--- Begin LISTED RECORDS ---

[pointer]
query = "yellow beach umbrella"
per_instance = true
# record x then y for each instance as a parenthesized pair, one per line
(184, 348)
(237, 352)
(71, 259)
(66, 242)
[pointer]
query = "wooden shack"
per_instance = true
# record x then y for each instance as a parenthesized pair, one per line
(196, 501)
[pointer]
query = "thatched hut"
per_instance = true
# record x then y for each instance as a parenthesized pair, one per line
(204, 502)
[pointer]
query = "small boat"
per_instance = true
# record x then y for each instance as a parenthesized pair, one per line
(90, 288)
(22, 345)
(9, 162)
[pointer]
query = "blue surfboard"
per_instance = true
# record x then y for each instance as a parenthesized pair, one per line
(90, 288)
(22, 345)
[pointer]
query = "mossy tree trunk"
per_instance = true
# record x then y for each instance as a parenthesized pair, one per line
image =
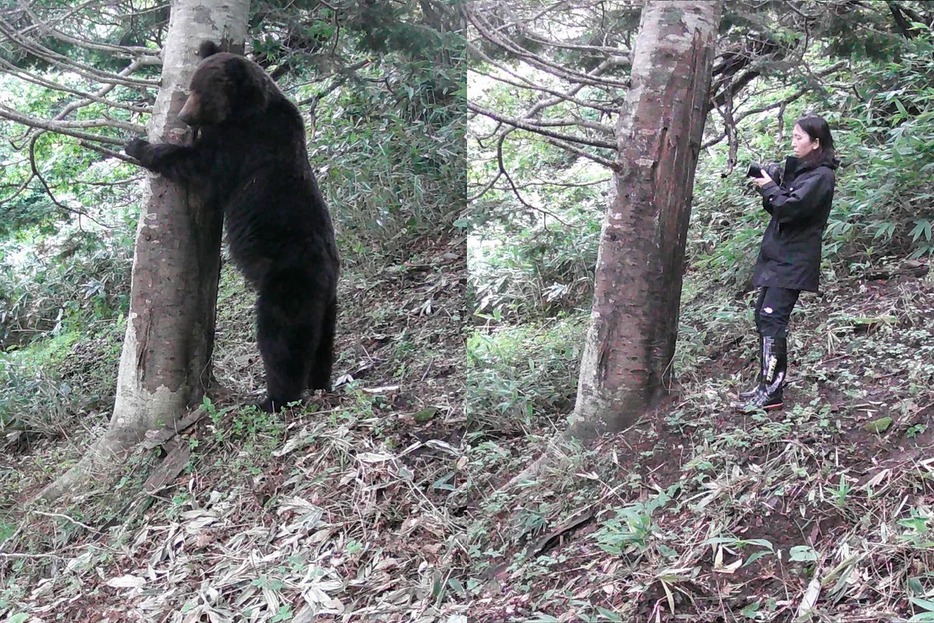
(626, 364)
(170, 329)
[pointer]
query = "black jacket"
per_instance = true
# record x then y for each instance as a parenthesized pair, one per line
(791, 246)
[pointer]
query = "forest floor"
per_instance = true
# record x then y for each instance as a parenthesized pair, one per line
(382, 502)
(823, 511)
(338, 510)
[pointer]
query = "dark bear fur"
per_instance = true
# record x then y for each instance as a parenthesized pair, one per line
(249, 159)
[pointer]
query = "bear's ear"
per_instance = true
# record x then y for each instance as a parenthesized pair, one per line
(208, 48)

--- End LISTED RECORDS ---
--- Begin LISTED RECORDS ---

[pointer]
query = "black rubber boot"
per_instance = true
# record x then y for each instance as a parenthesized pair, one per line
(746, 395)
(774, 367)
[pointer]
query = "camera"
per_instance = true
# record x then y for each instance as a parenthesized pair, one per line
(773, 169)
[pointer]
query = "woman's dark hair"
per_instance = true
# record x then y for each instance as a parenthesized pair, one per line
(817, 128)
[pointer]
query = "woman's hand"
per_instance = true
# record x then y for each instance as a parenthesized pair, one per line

--- End LISTED RECORDS ---

- [BRIEF]:
How many lines above contain the word "dark"? Case counts, and the reply should be the number alone.

- [ANSWER TO THIS EXERCISE]:
2